Parts of the exercise >>
1. From the article on educated women and China's talent shortage, list every organization that the article credits with a survey or with research.
2. Write a continuation of the article on educated women and China's talent shortage, beginning after its final sentence.
*** Source document ***
Ambitious, educated women and their key role in solving China’s talent crunch

Educated women in China have the same goals as their counterparts in Western countries. However, companies in China don’t seem to know how to create an environment that will appeal to and accommodate the needs of Chinese women. Those companies that learn how to do so will gain a lasting competitive advantage and ensure continued growth.

The Chinese economic juggernaut seems unstoppable. Yet the continued economic success of the world’s second-largest economy – and that of the multinational corporations pinning their financial future on its vast market – faces a substantial obstacle: a cutthroat war for talent.

According to Manpower’s 2010 Talent Shortage Survey, 40 percent of employers in China had difficulty finding the right people to fill openings, a 25 percent increase since 2009. The result? Ninety percent of the companies surveyed by Kelly Services say their competitive power is “affected” by the shortage of key talent, with nearly a quarter – 23 percent – being “greatly affected.”

New research from the Center for Work-Life Policy (CWLP) suggests a solution that, until now, has been almost completely overlooked: China’s ambitious, educated women.

Few employers have maximized the potential of China’s “white-collar” women professionals. Fewer still are aware of the complicated career dynamics that prevent this rich talent pool from realizing its power – or what they can do in response. This article will explore the power and potential of this overlooked workforce and suggest how companies can make the most of it.

Aiming for the top

Like their Western counterparts, Chinese women are graduating from universities at nearly the same rate as men: Close to four million pour into the Chinese workforce each year.  They make up nearly 40 percent of MBA students at top-ranked programs at China Europe International Business School (CEIBS) and Tsinghua University (nicknamed “the Chinese MIT”), figures that are comparable figures to those at the best schools in the U.S. But the similarities end there.
*** Source excerpt ***
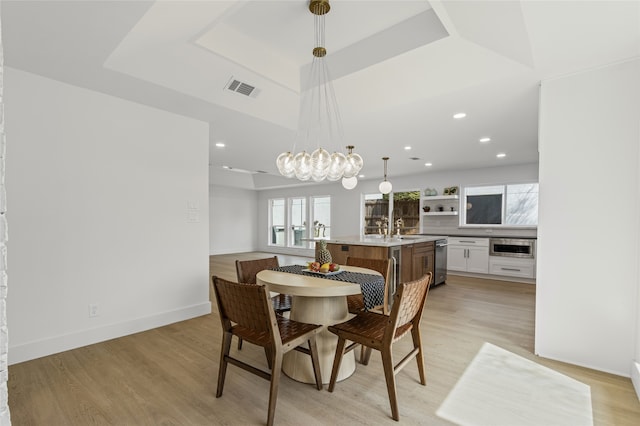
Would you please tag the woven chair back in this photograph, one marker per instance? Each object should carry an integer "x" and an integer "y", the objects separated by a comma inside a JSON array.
***
Replies >>
1.
Manpower (its 2010 Talent Shortage Survey)
Kelly Services
the Center for Work-Life Policy (CWLP)

2.
Among the more than 1,000 college graduates — MBAs or undergrads — of both sexes surveyed by the CWLP, 65 percent of the women consider themselves “very ambitious,” compared to 36 percent of their U.S. counterparts; 76 percent aspire to a top job versus 52 percent of Americans. As one HR leader in China notes, “We often find female candidates to be as competitive, if not more so, than their male counterparts.”

What propels their extraordinary determination to succeed? One reason is China’s one-child policy. Introduced in 1979 to control a burgeoning population, the controversial measure has opened opportunities to women now in their twenties and early thirties, especially in the urban areas where the policy was most heavily enforced. “Because I was ‘the only,’ I was the target of my father’s fierce ambitions,” recalls one executive in this cohort.  “If I’d had a brother, this would not have happened.”

In a culture which traditionally valued boys over girls, this reversal opened opportunities for education and achievement which girls eagerly seized. As another senior manager in her 30s explains, “They definitely don’t have an issue with self-worth.”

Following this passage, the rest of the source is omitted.